Set problem:
Lay out the items below as a CSV with two columns headed "input" and "output" and one row per item. Put each item's text and its answer in a single quoted field each, turning line breaks into spaces, and omit the pictures.

Image point annotation entries
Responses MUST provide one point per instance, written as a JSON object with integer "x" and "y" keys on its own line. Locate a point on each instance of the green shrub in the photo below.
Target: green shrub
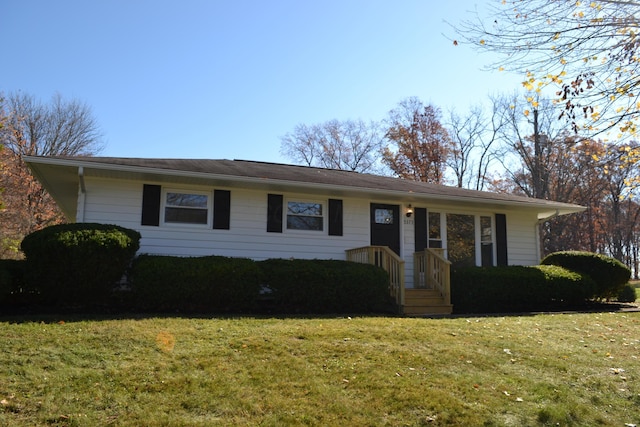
{"x": 78, "y": 264}
{"x": 627, "y": 294}
{"x": 517, "y": 288}
{"x": 609, "y": 274}
{"x": 196, "y": 284}
{"x": 325, "y": 286}
{"x": 12, "y": 287}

Correct response:
input,output
"Responses MUST provide one point per instance, written as a JSON object with integer ""x"" and ""y"" keys on its own line. Locate a point on each instance of the green shrub in the photo below. Target: green shrub","{""x"": 78, ""y"": 264} {""x"": 627, ""y"": 294} {""x"": 517, ""y"": 288} {""x"": 609, ""y"": 274} {""x"": 196, ""y"": 284} {""x"": 325, ""y"": 286} {""x"": 12, ""y"": 287}"